*Task goal*: Reproduce the material below with each "instance" swapped for "object" and nothing else changed. Leave the pictures out.

=====

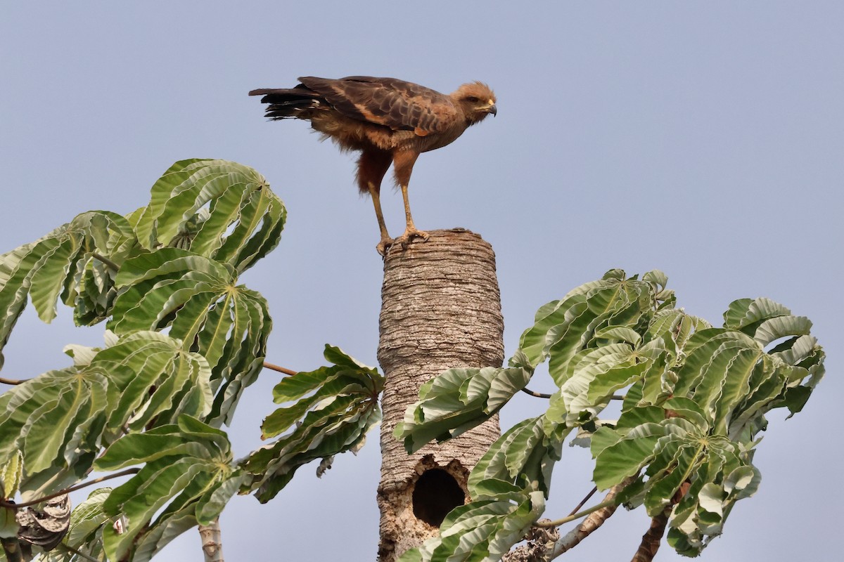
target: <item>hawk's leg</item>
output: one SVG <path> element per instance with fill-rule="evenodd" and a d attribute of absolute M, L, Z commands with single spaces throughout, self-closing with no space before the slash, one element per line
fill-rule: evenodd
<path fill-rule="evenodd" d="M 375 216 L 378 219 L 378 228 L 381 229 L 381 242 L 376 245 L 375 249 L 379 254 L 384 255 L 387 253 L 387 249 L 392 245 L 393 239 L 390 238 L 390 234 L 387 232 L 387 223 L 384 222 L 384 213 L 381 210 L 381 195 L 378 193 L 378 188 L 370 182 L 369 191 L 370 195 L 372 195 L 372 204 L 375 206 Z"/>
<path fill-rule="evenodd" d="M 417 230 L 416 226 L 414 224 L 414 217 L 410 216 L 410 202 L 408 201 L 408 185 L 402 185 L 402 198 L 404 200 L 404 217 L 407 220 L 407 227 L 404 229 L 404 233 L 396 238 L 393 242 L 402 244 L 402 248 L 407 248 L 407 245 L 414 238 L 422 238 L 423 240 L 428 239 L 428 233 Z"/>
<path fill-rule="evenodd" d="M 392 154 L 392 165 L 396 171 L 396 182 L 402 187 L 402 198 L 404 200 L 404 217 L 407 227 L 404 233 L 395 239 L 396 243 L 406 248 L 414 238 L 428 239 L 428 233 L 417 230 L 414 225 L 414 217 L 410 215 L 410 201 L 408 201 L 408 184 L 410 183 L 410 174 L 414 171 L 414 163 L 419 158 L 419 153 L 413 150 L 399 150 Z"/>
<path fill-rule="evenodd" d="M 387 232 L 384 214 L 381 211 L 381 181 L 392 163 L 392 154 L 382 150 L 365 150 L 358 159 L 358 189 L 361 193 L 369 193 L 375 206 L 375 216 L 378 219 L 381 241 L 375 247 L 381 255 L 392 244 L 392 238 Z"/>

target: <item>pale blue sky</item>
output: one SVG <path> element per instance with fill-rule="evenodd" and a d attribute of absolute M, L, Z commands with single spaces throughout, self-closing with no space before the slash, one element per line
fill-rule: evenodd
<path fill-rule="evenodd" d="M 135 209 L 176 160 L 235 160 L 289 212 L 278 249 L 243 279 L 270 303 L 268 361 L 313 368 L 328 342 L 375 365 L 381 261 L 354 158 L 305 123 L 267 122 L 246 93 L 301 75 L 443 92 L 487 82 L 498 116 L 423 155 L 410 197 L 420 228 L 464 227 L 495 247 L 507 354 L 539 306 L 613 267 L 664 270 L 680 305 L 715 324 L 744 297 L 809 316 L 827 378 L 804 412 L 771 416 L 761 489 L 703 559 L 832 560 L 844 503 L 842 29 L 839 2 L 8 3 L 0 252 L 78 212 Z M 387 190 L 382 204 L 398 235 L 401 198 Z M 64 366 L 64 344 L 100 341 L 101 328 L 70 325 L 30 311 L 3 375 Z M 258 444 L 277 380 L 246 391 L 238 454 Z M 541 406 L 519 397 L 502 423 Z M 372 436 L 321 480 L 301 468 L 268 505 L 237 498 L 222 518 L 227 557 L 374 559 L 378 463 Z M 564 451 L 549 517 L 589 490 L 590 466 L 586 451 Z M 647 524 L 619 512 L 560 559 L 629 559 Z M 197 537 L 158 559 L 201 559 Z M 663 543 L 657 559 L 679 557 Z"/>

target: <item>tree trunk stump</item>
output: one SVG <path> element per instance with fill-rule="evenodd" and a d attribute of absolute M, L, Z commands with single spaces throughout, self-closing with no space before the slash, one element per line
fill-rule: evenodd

=====

*Task result*:
target: <item>hawk's leg</item>
output: one SVG <path> element per object with fill-rule="evenodd" and a d attribute of absolute M, L, Z commands with single spaces throughout, self-closing with no space before the slash, one element per line
fill-rule: evenodd
<path fill-rule="evenodd" d="M 375 216 L 378 219 L 378 228 L 381 229 L 381 242 L 376 245 L 375 249 L 379 254 L 384 255 L 387 253 L 387 249 L 392 245 L 393 239 L 390 238 L 390 234 L 387 232 L 387 223 L 384 222 L 384 213 L 381 210 L 381 195 L 378 193 L 378 188 L 370 182 L 369 191 L 370 195 L 372 195 L 372 204 L 375 206 Z"/>
<path fill-rule="evenodd" d="M 417 230 L 416 226 L 414 224 L 414 217 L 410 216 L 410 202 L 408 201 L 408 185 L 402 185 L 402 198 L 404 200 L 404 217 L 407 220 L 407 227 L 404 229 L 404 233 L 396 238 L 393 242 L 402 244 L 402 248 L 407 248 L 407 245 L 414 238 L 422 238 L 423 240 L 428 239 L 428 233 Z"/>
<path fill-rule="evenodd" d="M 392 154 L 392 165 L 396 171 L 396 182 L 402 187 L 402 198 L 404 200 L 404 217 L 407 227 L 404 233 L 395 239 L 396 243 L 406 248 L 414 238 L 428 239 L 428 233 L 417 230 L 414 225 L 414 217 L 410 215 L 410 201 L 408 201 L 408 184 L 410 183 L 410 174 L 414 171 L 414 163 L 419 158 L 419 153 L 413 150 L 399 150 Z"/>
<path fill-rule="evenodd" d="M 387 232 L 384 214 L 381 211 L 381 181 L 392 163 L 392 154 L 382 150 L 365 150 L 358 159 L 358 189 L 361 193 L 369 193 L 375 206 L 375 216 L 378 219 L 381 241 L 375 247 L 381 255 L 392 244 L 392 238 Z"/>

target: <item>pale blue sky</item>
output: one SVG <path> element per object with fill-rule="evenodd" and a d attribute of absolute M, L, Z commands with single spaces throughout, self-closing with no space before the slash, one element per line
fill-rule: evenodd
<path fill-rule="evenodd" d="M 135 209 L 176 160 L 235 160 L 289 212 L 278 249 L 243 279 L 270 303 L 268 361 L 313 368 L 328 342 L 375 365 L 381 261 L 354 158 L 305 123 L 267 122 L 246 93 L 301 75 L 443 92 L 487 82 L 498 116 L 423 155 L 410 197 L 420 228 L 464 227 L 495 247 L 507 354 L 539 306 L 613 267 L 664 270 L 680 305 L 715 324 L 744 297 L 809 316 L 827 378 L 804 412 L 771 416 L 761 489 L 703 559 L 832 560 L 844 503 L 842 29 L 839 2 L 8 3 L 0 252 L 78 212 Z M 387 190 L 382 204 L 398 235 L 401 198 Z M 64 366 L 64 344 L 100 341 L 101 328 L 70 325 L 30 311 L 3 375 Z M 258 444 L 277 380 L 246 391 L 238 454 Z M 541 406 L 519 397 L 502 423 Z M 372 436 L 321 480 L 301 468 L 268 505 L 237 498 L 222 518 L 227 557 L 374 559 L 378 463 Z M 564 451 L 549 517 L 589 490 L 590 466 L 586 451 Z M 647 524 L 619 512 L 560 559 L 629 559 Z M 197 537 L 158 559 L 201 559 Z M 663 543 L 657 559 L 679 557 Z"/>

target: <item>tree trunk stump</item>
output: one SVG <path> element per object with fill-rule="evenodd" and a d attribute of absolute M, L, Z commands with single spaces throughout, self-closing with no space before the slash, one element per line
fill-rule: evenodd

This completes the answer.